→ Document excerpt
■ ■ ■ ■ ■ ■ ■
[flud-devel] storage overhead estimates and measurements

Alen Peacock alenlpeacock at gmail.com
Mon Mar 6 19:47:23 PST 2006


I'm posting these notes, taken in December, regarding overhead for storage.
This is a bit of a doozy for the initial post to the dev mailing list, but I
wanted to get this archived in a reasonable place:

--------------------------------------------------------------
Dec 4, 2005
Overhead = coding overhead + dht metadata overhead + master file overhead /
file

coding overhead = k+m/k * (original file size + pad)
dht metadata overhead = file metadata size * replication
file metadata size currently = 4581 bytes
master file overhead per file currently = 71 bytes

So, for the famous nrpy.pdf file, whose original size is 323038 bytes, we
get
file + pad = 323200
coding overhead = 20+20/20 * 323200 = 646400
dht metadata overhead = 4581 + 5 = 22905

so total consumed flud storage for this file = 646400 + 22905 + 71 =
669376, for a total storage consumption of 2.07 times the orginal file
(not bad!).

For smaller files the picture gets less rosy.
For a simple python script of 23 bytes, we get
file + pad = 240
coding overhead = 2 * 240 = 480

so total consumed flud storage for this file = 480 + 22905 + 67 =
23452, 1019.65 times the original file.  This is very bad.  Very very
bad.

So, if we want to stop the pain at, oh, say 3x consumption, we have to
do something else with files smaller than some size.  For 3x, a rough
estimate of that size is (rough because we'll ignore pad):

3x = 2x + 22905 + 71
3x = 2x + 22976
x = 22976

(with padding, this original file size gets us at 3.01x experimentally).

Which means that if we want to preserve the characteristic of 'no file
consumes more than 3x its original size,' we have to do something
special for files smaller than 23K.
■ ■ ■ ■ ■ ■ ■
→ Information given

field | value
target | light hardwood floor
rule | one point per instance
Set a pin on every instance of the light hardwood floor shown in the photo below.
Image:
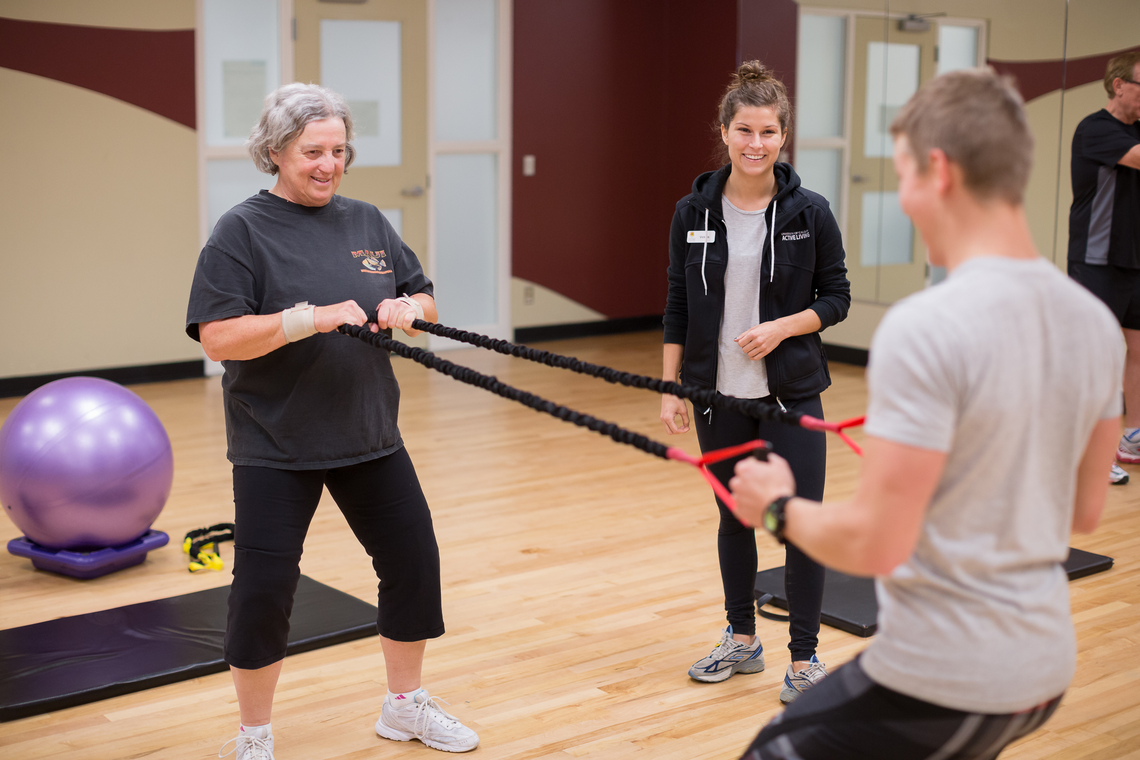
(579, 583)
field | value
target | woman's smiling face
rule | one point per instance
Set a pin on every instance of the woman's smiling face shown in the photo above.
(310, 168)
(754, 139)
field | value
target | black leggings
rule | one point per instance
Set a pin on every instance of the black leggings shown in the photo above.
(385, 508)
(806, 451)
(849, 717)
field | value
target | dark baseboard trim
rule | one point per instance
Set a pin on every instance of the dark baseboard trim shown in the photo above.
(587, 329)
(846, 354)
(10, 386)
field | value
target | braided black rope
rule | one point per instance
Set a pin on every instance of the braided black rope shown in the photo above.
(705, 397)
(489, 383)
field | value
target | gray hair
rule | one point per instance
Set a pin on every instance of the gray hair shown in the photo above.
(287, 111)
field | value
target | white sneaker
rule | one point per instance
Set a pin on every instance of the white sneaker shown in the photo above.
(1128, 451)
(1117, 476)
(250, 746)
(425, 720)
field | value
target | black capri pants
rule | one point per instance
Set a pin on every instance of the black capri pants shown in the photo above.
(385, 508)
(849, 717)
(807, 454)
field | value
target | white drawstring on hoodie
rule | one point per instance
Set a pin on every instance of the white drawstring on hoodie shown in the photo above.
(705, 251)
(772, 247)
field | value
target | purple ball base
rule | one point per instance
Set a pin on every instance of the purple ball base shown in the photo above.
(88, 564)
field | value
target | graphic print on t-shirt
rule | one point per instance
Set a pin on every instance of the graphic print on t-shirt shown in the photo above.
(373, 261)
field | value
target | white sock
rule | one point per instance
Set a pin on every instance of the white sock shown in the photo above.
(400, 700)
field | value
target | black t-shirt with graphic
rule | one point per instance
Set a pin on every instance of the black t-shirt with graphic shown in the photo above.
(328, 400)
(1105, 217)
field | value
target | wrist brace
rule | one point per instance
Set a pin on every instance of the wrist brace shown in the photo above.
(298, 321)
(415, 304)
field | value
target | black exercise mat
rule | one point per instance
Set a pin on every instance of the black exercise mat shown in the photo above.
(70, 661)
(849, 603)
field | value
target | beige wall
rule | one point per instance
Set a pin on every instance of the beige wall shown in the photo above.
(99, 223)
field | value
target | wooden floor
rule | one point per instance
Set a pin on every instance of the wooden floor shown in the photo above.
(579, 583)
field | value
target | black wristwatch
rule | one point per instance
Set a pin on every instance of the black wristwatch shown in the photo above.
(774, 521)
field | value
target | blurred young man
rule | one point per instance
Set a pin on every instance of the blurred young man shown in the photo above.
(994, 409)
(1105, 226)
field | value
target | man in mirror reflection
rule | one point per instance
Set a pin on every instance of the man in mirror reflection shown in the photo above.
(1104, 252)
■ ■ ■ ■ ■ ■ ■
→ Requirements
Write out the entire storage overhead post word for word. The rows have no role in this.

→ Output of the exercise
[flud-devel] storage overhead estimates and measurements

Alen Peacock alenlpeacock at gmail.com
Mon Mar 6 19:47:23 PST 2006


I'm posting these notes, taken in December, regarding overhead for storage.
This is a bit of a doozy for the initial post to the dev mailing list, but I
wanted to get this archived in a reasonable place:

--------------------------------------------------------------
Dec 4, 2005
Overhead = coding overhead + dht metadata overhead + master file overhead /
file

coding overhead = k+m/k * (original file size + pad)
dht metadata overhead = file metadata size * replication
file metadata size currently = 4581 bytes
master file overhead per file currently = 71 bytes

So, for the famous nrpy.pdf file, whose original size is 323038 bytes, we
get
file + pad = 323200
coding overhead = 20+20/20 * 323200 = 646400
dht metadata overhead = 4581 + 5 = 22905

so total consumed flud storage for this file = 646400 + 22905 + 71 =
669376, for a total storage consumption of 2.07 times the orginal file
(not bad!).

For smaller files the picture gets less rosy.
For a simple python script of 23 bytes, we get
file + pad = 240
coding overhead = 2 * 240 = 480

so total consumed flud storage for this file = 480 + 22905 + 67 =
23452, 1019.65 times the original file.  This is very bad.  Very very
bad.

So, if we want to stop the pain at, oh, say 3x consumption, we have to
do something else with files smaller than some size.  For 3x, a rough
estimate of that size is (rough because we'll ignore pad):

3x = 2x + 22905 + 71
3x = 2x + 22976
x = 22976

(with padding, this original file size gets us at 3.01x experimentally).

Which means that if we want to preserve the characteristic of 'no file
consumes more than 3x its original size,' we have to do something
special for files smaller than 23K.